#### Supplied material
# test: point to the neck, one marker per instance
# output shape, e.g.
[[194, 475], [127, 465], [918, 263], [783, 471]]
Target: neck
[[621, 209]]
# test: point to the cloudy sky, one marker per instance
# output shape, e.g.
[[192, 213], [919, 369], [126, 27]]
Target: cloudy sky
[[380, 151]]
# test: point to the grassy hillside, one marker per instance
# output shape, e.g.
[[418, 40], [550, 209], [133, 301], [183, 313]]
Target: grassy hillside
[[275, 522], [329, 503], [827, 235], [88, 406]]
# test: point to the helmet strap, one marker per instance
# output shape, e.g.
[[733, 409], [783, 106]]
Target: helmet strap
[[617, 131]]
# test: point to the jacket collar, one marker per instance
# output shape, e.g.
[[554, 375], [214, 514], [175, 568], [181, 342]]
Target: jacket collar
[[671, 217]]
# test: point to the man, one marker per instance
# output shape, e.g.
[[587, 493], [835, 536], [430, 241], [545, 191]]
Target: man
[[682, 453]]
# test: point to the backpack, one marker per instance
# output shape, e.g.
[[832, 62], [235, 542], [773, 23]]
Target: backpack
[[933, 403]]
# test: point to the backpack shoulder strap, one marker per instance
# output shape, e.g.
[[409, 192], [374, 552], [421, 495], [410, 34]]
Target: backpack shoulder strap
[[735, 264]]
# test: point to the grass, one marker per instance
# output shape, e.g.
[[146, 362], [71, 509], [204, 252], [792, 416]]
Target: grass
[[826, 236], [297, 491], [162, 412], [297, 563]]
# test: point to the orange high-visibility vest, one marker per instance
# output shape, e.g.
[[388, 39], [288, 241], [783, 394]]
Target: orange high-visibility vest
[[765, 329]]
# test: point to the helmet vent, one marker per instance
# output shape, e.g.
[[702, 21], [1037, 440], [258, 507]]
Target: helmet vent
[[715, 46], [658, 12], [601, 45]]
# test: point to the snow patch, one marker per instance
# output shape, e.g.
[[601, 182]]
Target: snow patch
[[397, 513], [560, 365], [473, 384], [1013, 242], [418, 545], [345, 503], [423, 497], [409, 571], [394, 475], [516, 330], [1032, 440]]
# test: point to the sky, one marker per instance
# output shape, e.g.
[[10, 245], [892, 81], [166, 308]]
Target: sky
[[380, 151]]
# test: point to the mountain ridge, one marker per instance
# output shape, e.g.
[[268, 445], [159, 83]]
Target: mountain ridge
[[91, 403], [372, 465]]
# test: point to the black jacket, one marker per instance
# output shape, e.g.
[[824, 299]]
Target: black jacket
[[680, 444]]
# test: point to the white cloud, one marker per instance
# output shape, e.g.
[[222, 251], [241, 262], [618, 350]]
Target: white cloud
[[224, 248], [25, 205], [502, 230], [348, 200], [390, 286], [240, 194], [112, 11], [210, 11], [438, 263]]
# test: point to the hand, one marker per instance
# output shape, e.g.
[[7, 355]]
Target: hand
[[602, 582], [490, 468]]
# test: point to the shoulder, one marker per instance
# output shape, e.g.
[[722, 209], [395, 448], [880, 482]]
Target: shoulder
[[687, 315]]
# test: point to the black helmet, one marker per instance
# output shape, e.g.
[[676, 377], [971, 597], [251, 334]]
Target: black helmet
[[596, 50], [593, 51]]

#### Exercise aim
Set down each line of the data precisely as it appears above.

#### Answer to the problem
# test: point to the neck, one marker per instance
# output shape, e.g.
[[194, 475], [127, 465], [918, 263], [783, 471]]
Target: neck
[[621, 209]]
# test: point to the cloudy sky, one marker per instance
# output shape, e.g.
[[192, 213], [919, 369], [126, 27]]
Target: cloudy sky
[[380, 151]]
# test: point to the grassy hillside, one marker per instance
# output shape, e.g.
[[418, 40], [550, 209], [133, 301], [183, 313]]
Target: grassy hillside
[[275, 522], [329, 503], [827, 235], [88, 406]]
# test: point to the helmet strap, one marker per instance
# output shape, e.g.
[[733, 409], [783, 106]]
Target: helmet strap
[[617, 131]]
# test: point to the jacket collar, one marker per instance
# output shape, e.g.
[[554, 375], [214, 514], [175, 568], [181, 342]]
Target: jacket collar
[[671, 217]]
# test: point to the man, one marker per instance
# output shape, e.g.
[[587, 493], [835, 536], [430, 241], [545, 191]]
Target: man
[[682, 453]]
# test: point to the backpack, one marker per instance
# output shape, e.g.
[[832, 62], [235, 542], [773, 23]]
Target: backpack
[[933, 403]]
# test: point to the backpack shoulder strap, one marker per instance
# output shape, e.g.
[[409, 192], [374, 552], [421, 495], [410, 34]]
Target: backpack shoulder strap
[[735, 264]]
# test: point to the grass, one marker per instance
# output shape, e.g.
[[146, 362], [71, 509], [204, 252], [792, 416]]
Target: grass
[[826, 236], [297, 491], [162, 412], [297, 563]]
# test: point to the orange high-visibility vest, one marker per instance
# output shape, e.g.
[[388, 39], [288, 241], [783, 394]]
Target: orange high-visibility vest
[[765, 329]]
# test: point to the helmet vent, one marker per instance
# output shape, e.g.
[[702, 21], [1037, 440], [258, 507]]
Target: helmet vent
[[715, 46], [658, 12], [601, 45]]
# test: point to the snow patch, one marker per instance
# output shape, e.g.
[[601, 182]]
Target: snow patch
[[397, 513], [560, 365], [473, 384], [1013, 242], [418, 545], [345, 503], [423, 497], [409, 571], [394, 475], [516, 330], [1032, 440]]
# test: point to the sky, one marker per instance
# output shape, e.g.
[[10, 245], [892, 81], [166, 308]]
Target: sky
[[380, 151]]
# test: point to the mountain ridge, one marker per instance
# output shape, e.g.
[[268, 445], [159, 83]]
Target: mountain ridge
[[91, 403], [372, 465]]
# test: point to the black jacket, one marker per instance
# output shape, e.g.
[[824, 299]]
Target: black jacket
[[680, 444]]
# test: point to the white cloud, one marker per instance
# output shape, e.g.
[[222, 251], [241, 262], [618, 350]]
Target: white cloud
[[224, 248], [25, 205], [502, 230], [348, 200], [390, 286], [240, 194], [112, 11], [210, 11], [438, 263]]
# test: point to the hand, one marker per instance
# output shape, e.g.
[[7, 355]]
Target: hand
[[602, 582], [490, 468]]
# test: point to the shoulder, one marker per instance
# output shape, e.g.
[[722, 209], [395, 448], [880, 482]]
Target: shoulder
[[687, 315]]
# test: point to the black helmet, one marker per instance
# output shape, e.g.
[[676, 377], [971, 597], [251, 334]]
Target: black helmet
[[596, 50], [593, 51]]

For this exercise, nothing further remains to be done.